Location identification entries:
━━━━━━━━━━━━━━━━
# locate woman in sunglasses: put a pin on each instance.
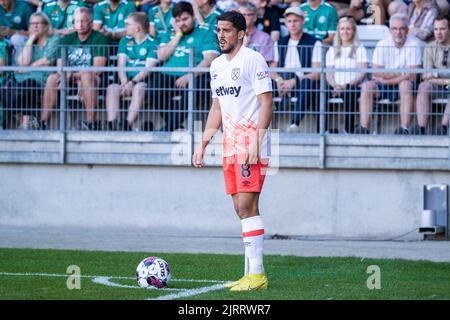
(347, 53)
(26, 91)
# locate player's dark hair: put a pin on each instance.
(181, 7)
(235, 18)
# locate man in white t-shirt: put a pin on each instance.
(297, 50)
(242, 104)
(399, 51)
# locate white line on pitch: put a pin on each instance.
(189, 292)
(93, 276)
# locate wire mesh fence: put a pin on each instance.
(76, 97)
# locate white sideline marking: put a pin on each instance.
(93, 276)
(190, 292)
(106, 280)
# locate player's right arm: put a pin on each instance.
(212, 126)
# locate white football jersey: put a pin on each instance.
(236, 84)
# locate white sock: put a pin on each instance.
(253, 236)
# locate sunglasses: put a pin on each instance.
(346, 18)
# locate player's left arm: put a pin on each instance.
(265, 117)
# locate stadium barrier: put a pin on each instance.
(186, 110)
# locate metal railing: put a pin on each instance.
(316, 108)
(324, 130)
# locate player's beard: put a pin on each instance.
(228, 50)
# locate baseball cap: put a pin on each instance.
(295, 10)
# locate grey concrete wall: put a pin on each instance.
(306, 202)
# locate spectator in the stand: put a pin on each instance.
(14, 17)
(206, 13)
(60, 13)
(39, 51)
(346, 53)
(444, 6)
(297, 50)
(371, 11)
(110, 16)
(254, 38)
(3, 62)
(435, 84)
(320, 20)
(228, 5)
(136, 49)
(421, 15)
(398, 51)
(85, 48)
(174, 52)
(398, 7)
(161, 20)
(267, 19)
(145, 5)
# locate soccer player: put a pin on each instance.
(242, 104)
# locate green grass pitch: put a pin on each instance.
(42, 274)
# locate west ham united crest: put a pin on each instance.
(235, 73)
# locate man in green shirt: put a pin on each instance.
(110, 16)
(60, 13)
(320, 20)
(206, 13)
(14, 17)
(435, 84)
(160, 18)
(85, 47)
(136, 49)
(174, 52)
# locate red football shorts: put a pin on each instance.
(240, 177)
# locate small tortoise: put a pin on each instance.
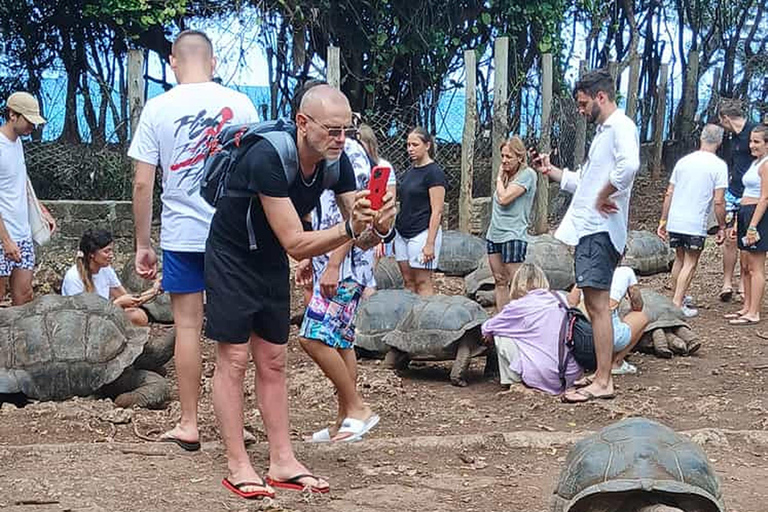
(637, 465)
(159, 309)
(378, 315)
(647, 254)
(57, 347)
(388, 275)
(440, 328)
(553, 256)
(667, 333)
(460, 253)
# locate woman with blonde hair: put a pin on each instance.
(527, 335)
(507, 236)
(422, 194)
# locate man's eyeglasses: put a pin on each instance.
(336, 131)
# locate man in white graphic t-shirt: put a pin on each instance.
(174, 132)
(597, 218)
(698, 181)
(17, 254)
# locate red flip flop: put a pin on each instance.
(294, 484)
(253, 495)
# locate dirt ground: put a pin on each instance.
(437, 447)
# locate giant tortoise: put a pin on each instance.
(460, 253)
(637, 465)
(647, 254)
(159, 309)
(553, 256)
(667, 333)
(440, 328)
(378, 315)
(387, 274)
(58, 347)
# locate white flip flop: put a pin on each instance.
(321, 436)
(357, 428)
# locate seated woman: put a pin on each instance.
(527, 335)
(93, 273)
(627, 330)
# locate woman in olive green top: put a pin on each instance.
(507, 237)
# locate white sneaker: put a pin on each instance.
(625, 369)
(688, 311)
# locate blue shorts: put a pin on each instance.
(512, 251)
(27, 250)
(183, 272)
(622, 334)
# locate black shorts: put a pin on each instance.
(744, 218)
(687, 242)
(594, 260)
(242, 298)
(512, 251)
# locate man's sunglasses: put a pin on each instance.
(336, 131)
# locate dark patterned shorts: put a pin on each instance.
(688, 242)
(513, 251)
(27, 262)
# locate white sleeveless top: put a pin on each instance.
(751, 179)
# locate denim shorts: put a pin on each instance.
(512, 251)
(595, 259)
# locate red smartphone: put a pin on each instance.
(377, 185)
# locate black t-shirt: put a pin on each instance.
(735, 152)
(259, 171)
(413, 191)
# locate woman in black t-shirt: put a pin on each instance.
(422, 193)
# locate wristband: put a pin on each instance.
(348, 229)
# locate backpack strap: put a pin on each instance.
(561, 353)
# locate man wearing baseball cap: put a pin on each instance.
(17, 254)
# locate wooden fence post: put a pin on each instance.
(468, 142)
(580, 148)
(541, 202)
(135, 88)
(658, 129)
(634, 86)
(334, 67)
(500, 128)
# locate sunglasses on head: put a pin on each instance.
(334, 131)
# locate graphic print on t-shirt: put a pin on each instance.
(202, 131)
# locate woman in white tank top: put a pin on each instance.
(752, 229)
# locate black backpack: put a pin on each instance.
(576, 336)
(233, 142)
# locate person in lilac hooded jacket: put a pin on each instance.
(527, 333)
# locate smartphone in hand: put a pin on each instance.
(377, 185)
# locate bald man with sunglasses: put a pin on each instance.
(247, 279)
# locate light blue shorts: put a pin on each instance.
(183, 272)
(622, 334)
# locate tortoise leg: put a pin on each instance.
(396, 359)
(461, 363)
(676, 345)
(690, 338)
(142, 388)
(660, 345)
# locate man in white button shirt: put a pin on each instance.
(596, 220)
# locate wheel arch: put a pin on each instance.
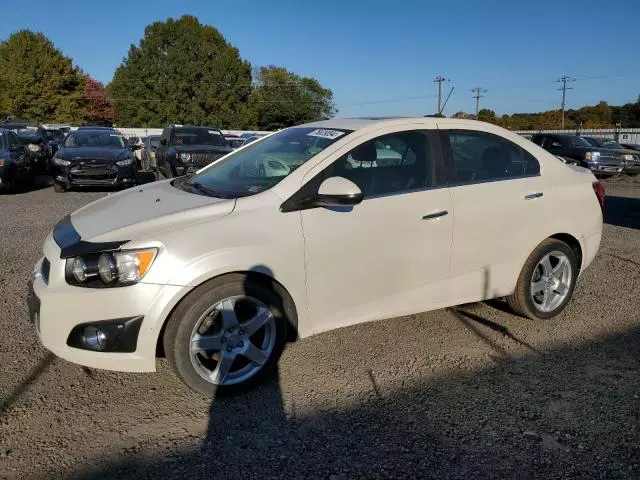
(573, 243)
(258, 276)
━━━━━━━━━━━━━━━━
--- STATED PROBLEM ---
Rewrite everything from the line containing "# locate light" down to the end of the records as a numbered list, with blank lines dropped and the pictures left out.

--- CORRECT RESULT ---
1. # locate light blue shorts: put a pin on each instance.
2. (183, 272)
3. (622, 334)
4. # locate tortoise leg: put a pin on each instance.
5. (396, 359)
6. (461, 363)
7. (676, 345)
8. (690, 338)
9. (142, 388)
10. (660, 345)
11. # locate man in white button shirt: put a pin on each instance.
12. (596, 220)
13. # locate wheel arch: put a pin on each instance.
14. (573, 243)
15. (258, 276)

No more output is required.